**Request**. Present the stretch of the records from the line containing "Pin the dirt path, one" through the end of the records as a Markdown table with the columns Number and Record line, one row per line and blank lines left out.

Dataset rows

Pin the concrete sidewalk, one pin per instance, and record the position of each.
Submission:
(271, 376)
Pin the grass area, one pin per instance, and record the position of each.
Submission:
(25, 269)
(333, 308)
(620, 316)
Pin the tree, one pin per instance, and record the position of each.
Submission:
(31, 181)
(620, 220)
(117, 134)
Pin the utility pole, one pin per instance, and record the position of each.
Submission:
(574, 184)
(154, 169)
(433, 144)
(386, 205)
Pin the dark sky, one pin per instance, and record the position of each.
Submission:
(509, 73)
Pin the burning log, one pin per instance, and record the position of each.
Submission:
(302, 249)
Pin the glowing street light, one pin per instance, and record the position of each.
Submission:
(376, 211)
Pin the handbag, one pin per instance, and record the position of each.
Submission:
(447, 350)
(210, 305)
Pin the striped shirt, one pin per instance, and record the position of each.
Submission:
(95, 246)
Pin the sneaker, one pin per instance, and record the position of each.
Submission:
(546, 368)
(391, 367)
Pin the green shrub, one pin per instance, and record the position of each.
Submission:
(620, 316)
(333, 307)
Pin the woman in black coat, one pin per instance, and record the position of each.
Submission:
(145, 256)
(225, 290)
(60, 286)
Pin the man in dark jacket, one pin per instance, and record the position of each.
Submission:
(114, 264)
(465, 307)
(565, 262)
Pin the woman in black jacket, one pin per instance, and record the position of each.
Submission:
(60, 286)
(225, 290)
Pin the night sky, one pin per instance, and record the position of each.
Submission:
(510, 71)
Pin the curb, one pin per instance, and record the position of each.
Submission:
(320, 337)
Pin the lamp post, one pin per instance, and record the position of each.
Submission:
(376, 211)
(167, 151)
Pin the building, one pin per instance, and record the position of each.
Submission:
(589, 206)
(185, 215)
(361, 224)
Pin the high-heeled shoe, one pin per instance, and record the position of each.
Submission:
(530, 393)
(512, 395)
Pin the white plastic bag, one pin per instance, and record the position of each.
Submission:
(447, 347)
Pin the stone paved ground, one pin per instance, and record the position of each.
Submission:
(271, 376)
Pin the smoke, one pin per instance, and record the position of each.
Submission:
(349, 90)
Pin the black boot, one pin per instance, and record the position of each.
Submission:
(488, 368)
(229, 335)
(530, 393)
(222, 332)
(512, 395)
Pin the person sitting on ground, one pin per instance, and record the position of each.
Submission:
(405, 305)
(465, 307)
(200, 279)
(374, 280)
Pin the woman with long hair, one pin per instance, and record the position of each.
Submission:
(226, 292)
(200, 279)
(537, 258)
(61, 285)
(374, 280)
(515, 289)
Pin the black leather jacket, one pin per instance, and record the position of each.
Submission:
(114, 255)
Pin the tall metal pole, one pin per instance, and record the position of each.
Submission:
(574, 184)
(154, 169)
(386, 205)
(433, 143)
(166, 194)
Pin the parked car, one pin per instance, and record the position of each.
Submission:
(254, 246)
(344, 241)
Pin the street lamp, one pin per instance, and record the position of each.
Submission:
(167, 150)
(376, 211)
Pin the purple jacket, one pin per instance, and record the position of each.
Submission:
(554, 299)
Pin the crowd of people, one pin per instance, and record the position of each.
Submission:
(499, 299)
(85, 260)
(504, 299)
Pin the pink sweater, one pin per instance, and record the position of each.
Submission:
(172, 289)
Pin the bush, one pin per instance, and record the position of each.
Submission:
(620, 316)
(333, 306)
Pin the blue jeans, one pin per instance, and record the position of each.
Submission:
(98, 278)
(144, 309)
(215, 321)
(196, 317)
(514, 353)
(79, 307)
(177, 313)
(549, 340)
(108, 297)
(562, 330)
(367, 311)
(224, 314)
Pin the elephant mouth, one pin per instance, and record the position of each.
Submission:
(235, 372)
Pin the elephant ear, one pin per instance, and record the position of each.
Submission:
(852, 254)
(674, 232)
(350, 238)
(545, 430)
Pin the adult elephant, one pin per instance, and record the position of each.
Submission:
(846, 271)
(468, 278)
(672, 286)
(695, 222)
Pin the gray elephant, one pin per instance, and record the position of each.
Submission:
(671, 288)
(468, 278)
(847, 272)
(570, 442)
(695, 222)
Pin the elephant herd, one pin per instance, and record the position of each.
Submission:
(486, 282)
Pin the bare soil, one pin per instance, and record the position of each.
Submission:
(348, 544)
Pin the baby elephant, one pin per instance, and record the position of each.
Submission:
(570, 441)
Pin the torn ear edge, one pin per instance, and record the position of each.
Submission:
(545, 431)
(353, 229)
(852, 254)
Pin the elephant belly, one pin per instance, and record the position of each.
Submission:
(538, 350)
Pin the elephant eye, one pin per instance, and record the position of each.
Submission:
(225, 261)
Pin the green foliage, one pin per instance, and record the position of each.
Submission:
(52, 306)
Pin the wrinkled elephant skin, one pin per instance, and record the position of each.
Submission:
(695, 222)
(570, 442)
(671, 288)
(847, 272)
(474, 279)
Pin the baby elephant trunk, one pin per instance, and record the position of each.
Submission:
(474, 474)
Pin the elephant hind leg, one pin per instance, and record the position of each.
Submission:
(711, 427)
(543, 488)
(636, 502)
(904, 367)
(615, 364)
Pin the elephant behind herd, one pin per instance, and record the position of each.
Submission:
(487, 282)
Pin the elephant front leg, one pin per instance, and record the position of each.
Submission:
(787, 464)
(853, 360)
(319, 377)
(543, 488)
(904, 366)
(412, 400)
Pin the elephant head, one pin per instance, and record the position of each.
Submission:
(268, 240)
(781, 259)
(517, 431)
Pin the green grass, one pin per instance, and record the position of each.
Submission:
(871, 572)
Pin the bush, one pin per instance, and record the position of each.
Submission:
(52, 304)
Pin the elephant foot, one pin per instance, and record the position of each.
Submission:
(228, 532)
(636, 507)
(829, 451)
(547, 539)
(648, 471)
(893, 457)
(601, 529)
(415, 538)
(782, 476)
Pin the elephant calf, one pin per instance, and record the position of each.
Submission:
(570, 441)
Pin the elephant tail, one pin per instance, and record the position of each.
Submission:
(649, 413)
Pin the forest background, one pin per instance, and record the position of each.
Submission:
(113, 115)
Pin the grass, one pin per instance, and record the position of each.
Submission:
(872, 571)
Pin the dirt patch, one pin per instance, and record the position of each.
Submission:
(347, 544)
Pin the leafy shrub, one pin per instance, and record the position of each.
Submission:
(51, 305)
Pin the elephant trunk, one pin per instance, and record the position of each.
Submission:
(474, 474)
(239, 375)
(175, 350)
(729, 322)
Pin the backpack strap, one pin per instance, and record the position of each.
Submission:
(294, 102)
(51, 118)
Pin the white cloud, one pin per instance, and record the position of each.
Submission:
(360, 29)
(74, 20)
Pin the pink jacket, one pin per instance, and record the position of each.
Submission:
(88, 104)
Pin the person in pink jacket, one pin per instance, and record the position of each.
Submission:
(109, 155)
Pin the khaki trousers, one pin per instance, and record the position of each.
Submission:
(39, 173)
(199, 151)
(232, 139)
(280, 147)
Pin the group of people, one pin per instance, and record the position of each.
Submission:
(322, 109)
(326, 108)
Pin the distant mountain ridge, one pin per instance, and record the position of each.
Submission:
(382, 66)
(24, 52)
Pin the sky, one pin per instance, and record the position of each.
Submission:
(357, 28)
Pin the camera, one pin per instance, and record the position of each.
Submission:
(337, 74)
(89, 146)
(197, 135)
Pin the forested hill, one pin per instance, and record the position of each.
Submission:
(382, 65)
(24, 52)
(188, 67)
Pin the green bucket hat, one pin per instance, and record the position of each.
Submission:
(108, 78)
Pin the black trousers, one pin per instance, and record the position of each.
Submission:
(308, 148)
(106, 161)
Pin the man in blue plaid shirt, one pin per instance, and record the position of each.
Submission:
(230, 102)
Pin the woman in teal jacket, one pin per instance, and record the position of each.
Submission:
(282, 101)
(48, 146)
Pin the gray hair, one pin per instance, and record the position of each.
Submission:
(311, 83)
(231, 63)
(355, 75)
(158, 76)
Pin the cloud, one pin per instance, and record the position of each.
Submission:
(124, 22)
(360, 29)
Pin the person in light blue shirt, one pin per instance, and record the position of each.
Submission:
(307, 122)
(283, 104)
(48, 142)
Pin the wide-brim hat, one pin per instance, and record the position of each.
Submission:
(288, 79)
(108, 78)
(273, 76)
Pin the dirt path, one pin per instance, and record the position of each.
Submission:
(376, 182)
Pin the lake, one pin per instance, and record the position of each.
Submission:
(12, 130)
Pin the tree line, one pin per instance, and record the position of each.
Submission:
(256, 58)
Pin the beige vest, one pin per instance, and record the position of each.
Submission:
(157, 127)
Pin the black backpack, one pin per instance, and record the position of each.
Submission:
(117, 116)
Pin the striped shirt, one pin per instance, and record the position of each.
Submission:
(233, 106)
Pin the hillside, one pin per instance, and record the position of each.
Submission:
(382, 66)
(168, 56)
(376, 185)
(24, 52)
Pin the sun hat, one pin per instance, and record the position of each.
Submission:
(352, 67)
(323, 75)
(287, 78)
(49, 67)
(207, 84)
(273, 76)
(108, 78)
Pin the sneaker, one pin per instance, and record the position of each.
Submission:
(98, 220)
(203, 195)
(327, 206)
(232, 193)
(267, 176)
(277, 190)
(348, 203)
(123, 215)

**Answer to the task**.
| Number | Record line |
|---|---|
| 1 | Pin the dirt path, one pin per instance, and record the position of each. |
| 2 | Submission: |
| 3 | (376, 182) |
| 4 | Pin the lake, one pin per instance, and record the position of each. |
| 5 | Submission: |
| 6 | (12, 130) |
| 7 | Pin the tree line, one pin per instance, and record the position of each. |
| 8 | Submission: |
| 9 | (256, 58) |
| 10 | Pin the beige vest, one pin per instance, and record the position of each. |
| 11 | Submission: |
| 12 | (157, 127) |
| 13 | Pin the black backpack, one pin per instance, and record the position of each. |
| 14 | Submission: |
| 15 | (117, 116) |
| 16 | Pin the striped shirt, one pin per instance, and record the position of each. |
| 17 | Submission: |
| 18 | (233, 106) |
| 19 | Pin the hillside, one pin per instance, and record the position of each. |
| 20 | Submission: |
| 21 | (382, 66) |
| 22 | (168, 56) |
| 23 | (376, 185) |
| 24 | (24, 52) |
| 25 | Pin the sun hat, one pin per instance, and record the position of each. |
| 26 | Submission: |
| 27 | (352, 67) |
| 28 | (323, 75) |
| 29 | (287, 78) |
| 30 | (49, 67) |
| 31 | (207, 84) |
| 32 | (273, 76) |
| 33 | (108, 78) |
| 34 | Pin the sneaker, one pin per instance, and record the position of each. |
| 35 | Submission: |
| 36 | (98, 220) |
| 37 | (203, 195) |
| 38 | (327, 206) |
| 39 | (232, 193) |
| 40 | (267, 176) |
| 41 | (277, 190) |
| 42 | (348, 203) |
| 43 | (123, 215) |